[Data records]
====
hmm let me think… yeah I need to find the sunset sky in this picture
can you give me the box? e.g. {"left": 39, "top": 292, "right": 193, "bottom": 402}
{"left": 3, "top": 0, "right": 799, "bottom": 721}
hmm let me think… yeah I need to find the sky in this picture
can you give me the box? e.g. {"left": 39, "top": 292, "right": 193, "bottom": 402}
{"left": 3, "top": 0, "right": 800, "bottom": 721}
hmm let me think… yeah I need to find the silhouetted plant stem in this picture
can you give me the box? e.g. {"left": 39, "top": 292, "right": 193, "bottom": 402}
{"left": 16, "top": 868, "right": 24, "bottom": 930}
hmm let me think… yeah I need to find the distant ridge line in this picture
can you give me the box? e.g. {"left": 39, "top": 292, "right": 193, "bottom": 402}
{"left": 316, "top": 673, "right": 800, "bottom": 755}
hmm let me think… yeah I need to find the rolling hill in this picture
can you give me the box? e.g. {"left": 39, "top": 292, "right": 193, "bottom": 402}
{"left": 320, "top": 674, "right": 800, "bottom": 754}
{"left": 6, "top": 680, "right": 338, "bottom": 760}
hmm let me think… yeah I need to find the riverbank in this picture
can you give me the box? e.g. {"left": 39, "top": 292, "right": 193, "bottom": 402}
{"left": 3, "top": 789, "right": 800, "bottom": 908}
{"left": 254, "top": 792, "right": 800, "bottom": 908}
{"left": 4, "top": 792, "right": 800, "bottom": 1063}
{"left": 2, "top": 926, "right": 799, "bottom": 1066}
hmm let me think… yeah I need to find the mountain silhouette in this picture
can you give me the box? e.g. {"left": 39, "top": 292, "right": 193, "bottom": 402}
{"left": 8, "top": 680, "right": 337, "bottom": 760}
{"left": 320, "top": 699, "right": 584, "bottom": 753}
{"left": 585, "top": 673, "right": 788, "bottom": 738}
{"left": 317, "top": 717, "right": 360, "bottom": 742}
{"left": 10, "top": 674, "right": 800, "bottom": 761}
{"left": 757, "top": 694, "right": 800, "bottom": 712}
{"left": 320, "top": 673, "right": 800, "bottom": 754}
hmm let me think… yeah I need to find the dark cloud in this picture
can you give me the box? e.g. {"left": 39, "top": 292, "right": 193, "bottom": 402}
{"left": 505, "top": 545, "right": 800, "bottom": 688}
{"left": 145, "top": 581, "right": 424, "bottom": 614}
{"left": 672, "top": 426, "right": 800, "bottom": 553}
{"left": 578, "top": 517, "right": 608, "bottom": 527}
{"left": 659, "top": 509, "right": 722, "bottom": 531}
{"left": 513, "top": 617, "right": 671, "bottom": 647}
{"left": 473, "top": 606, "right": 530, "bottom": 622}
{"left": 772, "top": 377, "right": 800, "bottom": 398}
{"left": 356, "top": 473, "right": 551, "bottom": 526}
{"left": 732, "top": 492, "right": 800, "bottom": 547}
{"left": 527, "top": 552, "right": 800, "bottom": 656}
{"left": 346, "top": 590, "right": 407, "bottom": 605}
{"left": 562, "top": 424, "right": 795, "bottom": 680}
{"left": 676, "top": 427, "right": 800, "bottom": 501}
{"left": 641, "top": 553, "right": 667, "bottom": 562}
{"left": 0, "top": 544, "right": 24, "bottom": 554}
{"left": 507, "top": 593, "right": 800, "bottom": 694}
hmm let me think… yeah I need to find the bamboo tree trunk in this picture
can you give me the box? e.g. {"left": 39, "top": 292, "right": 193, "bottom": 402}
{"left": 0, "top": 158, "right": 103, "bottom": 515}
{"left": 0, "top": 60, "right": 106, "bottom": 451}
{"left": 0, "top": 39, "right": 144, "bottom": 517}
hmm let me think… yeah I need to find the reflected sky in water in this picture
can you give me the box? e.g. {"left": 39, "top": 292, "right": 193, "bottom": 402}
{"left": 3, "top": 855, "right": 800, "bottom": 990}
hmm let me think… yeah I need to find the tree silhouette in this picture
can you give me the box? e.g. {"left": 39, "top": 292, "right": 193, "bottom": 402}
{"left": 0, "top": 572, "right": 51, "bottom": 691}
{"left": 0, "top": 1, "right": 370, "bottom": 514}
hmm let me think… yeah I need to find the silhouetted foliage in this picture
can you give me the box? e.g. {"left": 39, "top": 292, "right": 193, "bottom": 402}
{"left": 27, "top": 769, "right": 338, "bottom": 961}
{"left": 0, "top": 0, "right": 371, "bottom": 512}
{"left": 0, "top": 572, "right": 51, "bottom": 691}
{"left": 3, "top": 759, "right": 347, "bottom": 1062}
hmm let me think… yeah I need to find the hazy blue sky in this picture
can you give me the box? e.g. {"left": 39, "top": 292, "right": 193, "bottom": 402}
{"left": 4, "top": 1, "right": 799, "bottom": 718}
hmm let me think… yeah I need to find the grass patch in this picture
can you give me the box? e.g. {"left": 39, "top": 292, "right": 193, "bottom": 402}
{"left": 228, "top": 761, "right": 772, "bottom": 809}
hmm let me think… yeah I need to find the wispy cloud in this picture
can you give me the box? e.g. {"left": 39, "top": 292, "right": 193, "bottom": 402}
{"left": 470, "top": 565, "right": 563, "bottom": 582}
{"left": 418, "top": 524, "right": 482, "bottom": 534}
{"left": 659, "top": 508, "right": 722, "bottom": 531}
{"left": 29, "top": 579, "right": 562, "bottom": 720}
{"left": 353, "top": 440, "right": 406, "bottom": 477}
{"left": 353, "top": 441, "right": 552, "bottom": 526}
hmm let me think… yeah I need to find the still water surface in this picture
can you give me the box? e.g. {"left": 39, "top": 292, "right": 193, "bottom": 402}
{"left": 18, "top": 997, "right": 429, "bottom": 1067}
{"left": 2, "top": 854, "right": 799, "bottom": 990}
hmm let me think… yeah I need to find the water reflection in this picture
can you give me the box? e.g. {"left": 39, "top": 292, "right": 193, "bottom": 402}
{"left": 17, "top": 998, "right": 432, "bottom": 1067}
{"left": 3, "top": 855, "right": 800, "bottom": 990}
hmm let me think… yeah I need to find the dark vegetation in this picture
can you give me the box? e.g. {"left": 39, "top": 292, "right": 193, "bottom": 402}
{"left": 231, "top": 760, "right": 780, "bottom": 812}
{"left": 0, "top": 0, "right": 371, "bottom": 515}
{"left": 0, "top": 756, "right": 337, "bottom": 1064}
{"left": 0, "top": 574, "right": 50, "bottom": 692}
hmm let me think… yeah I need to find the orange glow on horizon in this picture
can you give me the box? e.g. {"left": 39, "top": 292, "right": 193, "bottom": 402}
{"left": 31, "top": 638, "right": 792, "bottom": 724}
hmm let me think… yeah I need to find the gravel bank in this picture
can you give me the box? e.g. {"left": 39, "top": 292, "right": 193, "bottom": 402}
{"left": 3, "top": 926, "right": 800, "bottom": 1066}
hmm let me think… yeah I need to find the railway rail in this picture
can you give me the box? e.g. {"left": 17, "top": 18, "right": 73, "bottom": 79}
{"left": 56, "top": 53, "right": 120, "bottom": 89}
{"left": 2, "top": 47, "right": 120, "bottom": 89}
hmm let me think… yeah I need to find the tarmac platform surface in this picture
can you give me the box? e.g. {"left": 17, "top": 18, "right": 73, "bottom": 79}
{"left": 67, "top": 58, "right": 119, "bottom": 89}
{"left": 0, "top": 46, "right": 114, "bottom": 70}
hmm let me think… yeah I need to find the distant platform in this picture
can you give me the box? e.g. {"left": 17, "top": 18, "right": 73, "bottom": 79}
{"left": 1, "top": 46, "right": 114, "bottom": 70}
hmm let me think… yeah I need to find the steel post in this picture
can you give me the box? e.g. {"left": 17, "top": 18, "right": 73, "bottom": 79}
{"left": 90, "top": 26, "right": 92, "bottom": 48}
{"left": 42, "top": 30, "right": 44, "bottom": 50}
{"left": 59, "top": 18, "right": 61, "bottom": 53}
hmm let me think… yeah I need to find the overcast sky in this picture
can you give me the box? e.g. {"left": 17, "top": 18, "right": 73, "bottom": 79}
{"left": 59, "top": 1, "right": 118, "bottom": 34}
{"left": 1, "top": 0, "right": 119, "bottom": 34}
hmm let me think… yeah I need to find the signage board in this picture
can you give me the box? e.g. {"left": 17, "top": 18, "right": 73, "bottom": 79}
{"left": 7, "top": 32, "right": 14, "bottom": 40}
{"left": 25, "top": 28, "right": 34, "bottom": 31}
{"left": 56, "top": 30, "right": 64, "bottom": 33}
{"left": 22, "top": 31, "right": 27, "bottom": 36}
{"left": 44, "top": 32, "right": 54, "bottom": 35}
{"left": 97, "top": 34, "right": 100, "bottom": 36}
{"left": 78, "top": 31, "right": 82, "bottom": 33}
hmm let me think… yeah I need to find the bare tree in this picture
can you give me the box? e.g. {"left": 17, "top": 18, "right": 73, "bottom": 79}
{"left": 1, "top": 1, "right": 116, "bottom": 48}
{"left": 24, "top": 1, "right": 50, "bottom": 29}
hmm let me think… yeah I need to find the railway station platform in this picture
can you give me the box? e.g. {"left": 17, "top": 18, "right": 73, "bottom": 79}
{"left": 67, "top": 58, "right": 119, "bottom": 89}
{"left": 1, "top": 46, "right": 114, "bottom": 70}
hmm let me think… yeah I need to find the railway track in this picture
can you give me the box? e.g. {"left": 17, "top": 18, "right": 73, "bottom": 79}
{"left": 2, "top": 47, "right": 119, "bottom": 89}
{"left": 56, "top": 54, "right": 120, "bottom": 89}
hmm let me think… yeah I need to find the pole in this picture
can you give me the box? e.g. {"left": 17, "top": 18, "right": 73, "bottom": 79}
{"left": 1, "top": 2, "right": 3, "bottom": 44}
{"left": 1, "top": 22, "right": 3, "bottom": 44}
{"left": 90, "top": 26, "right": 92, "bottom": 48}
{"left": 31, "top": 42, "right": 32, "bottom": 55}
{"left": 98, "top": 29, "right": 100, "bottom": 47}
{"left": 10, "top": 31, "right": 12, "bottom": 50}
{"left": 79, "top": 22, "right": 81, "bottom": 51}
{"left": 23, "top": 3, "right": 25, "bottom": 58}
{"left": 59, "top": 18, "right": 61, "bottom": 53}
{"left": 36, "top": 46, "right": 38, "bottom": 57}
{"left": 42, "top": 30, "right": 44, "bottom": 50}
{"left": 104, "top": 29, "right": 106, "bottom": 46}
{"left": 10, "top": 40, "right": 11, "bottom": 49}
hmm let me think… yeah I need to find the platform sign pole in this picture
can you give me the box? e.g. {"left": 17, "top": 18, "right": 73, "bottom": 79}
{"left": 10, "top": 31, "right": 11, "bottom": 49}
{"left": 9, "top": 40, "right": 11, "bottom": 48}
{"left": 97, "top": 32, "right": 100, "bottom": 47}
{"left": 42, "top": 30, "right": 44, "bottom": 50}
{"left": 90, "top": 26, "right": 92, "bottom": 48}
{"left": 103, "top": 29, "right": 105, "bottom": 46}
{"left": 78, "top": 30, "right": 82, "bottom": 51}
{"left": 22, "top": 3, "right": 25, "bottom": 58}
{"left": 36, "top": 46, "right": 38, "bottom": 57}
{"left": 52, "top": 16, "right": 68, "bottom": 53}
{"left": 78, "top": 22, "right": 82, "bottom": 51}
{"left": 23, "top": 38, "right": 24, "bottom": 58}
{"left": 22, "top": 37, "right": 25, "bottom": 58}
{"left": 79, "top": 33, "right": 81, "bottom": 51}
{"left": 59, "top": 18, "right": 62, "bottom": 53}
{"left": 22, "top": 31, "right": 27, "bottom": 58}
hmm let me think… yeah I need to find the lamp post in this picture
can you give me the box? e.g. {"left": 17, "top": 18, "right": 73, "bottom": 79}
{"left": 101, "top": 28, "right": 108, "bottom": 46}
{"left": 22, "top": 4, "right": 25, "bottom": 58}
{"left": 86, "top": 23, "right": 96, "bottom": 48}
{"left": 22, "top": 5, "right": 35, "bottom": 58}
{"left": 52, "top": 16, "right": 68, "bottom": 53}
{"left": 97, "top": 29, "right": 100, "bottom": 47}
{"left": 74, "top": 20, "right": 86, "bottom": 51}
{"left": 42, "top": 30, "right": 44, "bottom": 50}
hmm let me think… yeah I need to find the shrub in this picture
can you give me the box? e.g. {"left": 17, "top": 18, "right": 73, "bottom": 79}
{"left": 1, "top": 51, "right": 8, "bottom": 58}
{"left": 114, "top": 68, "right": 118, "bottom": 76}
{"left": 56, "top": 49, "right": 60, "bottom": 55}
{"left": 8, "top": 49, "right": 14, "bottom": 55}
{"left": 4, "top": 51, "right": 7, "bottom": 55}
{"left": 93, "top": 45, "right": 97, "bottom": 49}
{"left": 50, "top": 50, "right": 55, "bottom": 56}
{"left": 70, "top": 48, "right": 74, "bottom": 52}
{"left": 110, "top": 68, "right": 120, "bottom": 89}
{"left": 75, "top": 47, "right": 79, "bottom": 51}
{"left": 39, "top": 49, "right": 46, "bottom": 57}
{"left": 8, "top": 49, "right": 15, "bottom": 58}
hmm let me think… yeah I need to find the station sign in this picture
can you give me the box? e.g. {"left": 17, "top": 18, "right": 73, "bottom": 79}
====
# Directions for this task
Where a line in the records above contains the word "pole", copy that line.

# Solution to this task
hmm let me think… yeah I need to find the pole in this picture
hmm let me think… yeah I need to find the platform sign pole in this picture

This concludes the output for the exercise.